[Rows taken from a dataset]
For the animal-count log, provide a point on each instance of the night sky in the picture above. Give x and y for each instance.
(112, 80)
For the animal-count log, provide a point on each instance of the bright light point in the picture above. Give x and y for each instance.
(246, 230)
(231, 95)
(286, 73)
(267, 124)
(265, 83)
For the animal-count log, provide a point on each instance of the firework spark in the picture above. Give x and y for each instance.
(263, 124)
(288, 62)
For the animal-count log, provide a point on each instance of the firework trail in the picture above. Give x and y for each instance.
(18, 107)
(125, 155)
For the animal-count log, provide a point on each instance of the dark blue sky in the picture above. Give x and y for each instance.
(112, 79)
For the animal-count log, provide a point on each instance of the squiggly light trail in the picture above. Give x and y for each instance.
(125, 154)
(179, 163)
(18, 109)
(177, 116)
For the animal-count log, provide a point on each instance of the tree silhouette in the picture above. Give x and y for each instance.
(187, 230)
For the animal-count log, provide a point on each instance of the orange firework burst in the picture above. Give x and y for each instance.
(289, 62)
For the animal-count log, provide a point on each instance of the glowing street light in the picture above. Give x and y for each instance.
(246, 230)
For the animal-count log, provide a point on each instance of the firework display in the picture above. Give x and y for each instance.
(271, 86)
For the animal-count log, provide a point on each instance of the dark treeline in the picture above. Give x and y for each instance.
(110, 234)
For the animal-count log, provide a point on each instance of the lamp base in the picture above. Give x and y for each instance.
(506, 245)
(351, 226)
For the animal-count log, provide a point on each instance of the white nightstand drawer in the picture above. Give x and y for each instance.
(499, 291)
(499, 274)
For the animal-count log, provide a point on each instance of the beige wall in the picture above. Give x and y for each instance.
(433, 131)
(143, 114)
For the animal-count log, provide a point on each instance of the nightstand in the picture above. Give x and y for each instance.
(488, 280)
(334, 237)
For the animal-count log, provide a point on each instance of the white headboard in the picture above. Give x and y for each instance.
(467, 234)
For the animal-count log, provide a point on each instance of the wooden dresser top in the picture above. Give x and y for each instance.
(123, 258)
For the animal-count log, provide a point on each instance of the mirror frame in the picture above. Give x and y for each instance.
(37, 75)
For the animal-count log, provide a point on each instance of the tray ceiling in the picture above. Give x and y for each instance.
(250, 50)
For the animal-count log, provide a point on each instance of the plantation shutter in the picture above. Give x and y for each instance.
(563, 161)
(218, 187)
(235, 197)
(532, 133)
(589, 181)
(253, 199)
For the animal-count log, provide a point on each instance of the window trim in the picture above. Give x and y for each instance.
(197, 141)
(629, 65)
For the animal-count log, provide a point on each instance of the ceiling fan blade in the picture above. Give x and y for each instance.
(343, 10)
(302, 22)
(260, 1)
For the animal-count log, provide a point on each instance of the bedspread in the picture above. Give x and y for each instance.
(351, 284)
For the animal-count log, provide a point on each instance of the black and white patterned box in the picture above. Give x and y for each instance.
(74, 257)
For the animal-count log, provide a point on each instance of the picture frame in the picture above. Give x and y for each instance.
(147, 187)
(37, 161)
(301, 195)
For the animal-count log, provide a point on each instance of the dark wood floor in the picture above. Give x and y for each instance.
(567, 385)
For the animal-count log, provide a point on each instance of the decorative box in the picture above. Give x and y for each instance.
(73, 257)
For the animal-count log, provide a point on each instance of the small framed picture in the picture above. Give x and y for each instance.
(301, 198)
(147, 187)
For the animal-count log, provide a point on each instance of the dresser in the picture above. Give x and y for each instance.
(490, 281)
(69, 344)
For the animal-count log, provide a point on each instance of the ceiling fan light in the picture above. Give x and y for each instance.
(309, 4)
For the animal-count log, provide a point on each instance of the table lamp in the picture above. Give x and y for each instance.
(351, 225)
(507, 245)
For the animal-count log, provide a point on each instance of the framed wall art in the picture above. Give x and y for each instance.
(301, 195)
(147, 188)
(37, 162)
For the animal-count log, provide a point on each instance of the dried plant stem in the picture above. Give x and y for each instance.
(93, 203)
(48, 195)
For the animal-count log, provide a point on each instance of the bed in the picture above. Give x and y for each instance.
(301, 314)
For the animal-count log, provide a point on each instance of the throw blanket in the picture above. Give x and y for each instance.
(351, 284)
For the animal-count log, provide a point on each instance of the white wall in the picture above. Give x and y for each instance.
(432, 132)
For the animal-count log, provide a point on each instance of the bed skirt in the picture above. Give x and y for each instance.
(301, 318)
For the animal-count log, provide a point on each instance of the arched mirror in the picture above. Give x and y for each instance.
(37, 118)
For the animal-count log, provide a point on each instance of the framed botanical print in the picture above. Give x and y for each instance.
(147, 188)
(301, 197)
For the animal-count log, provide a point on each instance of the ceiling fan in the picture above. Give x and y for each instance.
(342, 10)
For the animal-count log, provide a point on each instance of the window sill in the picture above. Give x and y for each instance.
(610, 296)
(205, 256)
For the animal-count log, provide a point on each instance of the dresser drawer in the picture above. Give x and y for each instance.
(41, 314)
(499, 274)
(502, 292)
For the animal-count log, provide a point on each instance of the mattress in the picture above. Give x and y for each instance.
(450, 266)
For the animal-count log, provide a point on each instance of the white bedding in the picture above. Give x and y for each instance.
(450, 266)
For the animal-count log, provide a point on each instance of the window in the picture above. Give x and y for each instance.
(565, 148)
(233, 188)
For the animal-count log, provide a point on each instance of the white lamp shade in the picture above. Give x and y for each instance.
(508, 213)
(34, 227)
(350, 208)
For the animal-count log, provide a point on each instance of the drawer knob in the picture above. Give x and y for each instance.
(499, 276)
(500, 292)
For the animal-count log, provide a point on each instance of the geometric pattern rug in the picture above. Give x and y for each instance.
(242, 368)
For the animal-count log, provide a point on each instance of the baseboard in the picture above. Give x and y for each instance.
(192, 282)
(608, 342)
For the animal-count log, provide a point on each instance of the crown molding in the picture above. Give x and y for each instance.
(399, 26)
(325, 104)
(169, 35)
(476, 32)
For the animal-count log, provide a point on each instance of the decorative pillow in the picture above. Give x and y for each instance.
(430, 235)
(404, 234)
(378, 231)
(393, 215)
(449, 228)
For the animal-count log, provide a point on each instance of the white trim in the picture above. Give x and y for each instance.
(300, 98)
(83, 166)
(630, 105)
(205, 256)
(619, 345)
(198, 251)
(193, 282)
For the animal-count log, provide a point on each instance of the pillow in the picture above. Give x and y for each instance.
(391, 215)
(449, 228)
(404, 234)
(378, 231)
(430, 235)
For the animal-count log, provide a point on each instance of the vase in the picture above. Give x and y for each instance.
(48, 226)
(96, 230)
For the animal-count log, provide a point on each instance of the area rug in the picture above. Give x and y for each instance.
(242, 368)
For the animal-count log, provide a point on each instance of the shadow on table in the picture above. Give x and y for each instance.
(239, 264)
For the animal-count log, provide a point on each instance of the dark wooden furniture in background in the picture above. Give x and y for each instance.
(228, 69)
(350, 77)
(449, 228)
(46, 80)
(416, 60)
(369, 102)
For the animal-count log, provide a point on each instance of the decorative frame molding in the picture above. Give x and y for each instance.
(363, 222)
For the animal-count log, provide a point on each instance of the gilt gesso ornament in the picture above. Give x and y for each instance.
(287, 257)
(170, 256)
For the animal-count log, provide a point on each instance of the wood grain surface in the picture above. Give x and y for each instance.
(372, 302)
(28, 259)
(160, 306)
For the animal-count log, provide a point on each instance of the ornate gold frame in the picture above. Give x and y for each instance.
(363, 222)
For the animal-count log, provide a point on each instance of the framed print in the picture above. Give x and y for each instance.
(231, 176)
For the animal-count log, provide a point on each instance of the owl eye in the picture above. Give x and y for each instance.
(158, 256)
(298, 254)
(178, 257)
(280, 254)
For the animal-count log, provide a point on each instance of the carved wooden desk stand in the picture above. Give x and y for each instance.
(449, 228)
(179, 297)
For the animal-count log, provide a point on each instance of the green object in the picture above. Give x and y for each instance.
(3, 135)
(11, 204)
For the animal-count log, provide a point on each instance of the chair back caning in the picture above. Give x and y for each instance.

> [GOAL OF THE EXERCISE]: Starting at the line that contains "of the carved" and continuing through the last line of the items, reproduce those lines as a numbered list, omitting any blank lines.

> [RESULT BELOW]:
1. For the animal-count log, provide a point on each instance of the carved wooden desk stand in the picture above. Give x and y for each instance.
2. (449, 228)
3. (179, 297)
4. For the animal-count log, provide a point on each instance of the green object in the picture above. Give x and y for each instance.
5. (3, 135)
6. (11, 204)
7. For the animal-count log, provide a point on each instance of the chair back caning in the picture above. Give x and y for each instance.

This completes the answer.